Work to be completed: Report every line of the material below that contains the string "cloudy", and treat uppercase and lowercase letters as distinct.

Source records:
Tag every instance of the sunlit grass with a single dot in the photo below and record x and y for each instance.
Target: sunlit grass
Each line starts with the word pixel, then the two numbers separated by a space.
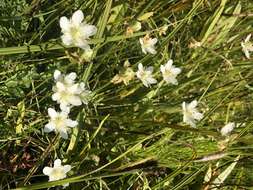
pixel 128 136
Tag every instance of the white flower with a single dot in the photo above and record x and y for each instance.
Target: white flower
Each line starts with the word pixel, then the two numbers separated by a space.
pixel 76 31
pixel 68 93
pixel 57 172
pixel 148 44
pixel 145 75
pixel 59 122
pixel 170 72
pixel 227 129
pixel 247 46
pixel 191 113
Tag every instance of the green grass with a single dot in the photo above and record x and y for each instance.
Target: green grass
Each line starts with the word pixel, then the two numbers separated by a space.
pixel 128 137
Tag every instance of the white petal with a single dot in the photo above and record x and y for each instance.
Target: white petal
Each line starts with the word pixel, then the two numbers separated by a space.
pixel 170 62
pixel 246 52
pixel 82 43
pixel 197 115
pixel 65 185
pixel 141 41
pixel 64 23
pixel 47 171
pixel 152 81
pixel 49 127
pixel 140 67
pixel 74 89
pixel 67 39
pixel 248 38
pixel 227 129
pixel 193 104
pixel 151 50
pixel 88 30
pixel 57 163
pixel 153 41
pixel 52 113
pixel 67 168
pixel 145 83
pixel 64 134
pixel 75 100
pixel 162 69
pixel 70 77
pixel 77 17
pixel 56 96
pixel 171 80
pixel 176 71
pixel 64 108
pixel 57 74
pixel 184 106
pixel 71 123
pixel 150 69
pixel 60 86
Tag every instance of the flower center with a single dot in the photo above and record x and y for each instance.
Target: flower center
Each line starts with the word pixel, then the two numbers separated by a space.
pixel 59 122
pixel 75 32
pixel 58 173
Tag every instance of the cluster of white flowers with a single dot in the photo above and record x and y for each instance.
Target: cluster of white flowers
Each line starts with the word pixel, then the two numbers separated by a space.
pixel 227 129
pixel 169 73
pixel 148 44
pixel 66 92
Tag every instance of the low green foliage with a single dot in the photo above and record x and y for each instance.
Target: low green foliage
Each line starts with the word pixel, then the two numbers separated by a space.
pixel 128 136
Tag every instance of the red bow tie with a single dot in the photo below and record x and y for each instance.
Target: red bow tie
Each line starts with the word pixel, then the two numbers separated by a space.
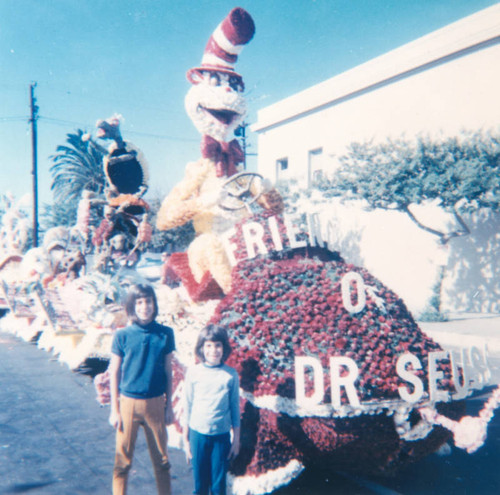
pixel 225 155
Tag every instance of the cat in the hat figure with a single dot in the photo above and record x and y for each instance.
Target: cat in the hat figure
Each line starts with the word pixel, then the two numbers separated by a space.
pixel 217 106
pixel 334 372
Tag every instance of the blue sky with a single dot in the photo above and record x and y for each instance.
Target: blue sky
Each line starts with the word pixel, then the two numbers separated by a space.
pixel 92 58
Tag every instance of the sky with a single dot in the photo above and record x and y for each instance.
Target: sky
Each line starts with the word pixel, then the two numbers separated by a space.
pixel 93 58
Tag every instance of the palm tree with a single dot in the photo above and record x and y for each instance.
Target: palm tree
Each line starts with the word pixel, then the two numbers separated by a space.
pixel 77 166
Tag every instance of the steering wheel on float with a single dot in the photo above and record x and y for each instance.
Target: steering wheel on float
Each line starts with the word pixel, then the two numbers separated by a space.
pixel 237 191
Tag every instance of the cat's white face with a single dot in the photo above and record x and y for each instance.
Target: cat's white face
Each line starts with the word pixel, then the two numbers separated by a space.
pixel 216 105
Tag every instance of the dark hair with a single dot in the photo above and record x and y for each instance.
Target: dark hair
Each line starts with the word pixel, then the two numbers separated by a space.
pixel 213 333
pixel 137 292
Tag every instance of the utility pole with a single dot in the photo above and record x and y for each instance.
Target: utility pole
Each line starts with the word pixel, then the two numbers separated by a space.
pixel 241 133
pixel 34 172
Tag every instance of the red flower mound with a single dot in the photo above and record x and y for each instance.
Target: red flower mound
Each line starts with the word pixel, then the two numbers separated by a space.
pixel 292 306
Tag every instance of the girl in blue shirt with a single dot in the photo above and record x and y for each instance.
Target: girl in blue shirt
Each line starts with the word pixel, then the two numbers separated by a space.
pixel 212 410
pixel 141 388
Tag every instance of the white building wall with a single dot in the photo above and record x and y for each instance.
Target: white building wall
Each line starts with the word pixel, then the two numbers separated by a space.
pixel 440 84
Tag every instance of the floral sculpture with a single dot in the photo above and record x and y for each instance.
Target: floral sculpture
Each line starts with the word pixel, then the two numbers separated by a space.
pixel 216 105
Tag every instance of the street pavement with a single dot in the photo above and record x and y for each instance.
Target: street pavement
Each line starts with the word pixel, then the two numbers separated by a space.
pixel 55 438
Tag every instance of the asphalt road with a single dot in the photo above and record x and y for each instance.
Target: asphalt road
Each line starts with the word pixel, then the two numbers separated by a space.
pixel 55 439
* * *
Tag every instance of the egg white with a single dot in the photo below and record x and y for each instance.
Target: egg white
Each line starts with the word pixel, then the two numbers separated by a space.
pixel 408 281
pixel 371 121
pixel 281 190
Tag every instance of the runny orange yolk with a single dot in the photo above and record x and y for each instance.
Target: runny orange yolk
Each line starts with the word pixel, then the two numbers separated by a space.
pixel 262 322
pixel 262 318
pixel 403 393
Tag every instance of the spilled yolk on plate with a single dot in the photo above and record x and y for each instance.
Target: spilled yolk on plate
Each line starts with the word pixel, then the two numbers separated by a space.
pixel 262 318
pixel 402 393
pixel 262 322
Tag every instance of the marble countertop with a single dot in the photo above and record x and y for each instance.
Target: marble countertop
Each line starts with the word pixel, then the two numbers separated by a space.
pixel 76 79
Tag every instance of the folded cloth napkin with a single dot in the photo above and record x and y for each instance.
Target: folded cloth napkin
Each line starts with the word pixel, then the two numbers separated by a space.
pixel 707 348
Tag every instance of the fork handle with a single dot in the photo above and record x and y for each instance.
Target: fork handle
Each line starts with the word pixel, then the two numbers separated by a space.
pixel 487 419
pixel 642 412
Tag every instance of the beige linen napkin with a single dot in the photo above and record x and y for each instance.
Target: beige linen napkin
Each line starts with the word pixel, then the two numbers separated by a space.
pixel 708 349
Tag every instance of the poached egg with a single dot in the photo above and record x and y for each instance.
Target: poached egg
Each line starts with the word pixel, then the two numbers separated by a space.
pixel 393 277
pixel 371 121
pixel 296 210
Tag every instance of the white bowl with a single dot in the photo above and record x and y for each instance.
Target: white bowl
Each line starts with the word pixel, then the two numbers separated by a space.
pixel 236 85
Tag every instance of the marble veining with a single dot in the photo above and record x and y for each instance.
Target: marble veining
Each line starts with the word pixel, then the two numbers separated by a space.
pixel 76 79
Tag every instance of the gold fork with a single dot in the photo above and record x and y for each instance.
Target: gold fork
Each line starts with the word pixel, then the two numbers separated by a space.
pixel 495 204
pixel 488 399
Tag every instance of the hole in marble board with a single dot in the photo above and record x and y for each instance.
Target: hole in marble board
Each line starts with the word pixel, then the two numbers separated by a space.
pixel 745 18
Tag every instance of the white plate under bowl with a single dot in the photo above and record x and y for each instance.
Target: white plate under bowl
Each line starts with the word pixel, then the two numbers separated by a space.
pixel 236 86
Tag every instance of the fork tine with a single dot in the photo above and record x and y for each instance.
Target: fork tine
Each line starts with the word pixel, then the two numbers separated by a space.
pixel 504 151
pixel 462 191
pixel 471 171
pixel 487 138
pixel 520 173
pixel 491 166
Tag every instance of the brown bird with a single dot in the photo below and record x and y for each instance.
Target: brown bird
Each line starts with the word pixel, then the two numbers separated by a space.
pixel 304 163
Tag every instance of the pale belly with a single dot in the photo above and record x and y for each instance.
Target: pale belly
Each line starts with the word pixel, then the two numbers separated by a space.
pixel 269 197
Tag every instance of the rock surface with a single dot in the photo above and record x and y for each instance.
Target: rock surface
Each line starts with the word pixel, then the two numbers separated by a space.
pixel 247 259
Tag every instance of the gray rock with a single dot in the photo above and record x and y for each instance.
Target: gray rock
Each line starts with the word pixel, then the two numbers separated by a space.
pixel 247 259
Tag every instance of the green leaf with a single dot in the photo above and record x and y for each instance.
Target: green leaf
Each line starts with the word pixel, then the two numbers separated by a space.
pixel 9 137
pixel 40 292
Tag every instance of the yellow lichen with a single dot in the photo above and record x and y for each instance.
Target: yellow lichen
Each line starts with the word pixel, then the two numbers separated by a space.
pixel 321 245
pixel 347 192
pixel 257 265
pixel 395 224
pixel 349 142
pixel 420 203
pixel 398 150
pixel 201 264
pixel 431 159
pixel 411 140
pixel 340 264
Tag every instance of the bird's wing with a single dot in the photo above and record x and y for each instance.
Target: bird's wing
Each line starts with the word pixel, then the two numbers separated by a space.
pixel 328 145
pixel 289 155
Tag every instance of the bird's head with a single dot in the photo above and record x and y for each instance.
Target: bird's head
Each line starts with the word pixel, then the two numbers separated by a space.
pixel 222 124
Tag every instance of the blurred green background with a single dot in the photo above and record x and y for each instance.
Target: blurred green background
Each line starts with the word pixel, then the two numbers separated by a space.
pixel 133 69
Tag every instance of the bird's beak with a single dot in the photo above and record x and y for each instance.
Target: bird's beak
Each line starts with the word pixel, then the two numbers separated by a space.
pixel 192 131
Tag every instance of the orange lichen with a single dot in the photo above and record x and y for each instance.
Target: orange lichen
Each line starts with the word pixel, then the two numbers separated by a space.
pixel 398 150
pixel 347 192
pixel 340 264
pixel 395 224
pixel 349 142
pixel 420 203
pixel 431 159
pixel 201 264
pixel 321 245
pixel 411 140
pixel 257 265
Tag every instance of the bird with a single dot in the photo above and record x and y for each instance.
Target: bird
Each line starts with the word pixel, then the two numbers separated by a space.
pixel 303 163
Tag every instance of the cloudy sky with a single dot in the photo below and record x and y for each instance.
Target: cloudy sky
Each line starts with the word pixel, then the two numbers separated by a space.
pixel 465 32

Answer below:
Tag every instance of the cloudy sky with a single dot in the photo below and record x and y for each instance.
Target: cloudy sky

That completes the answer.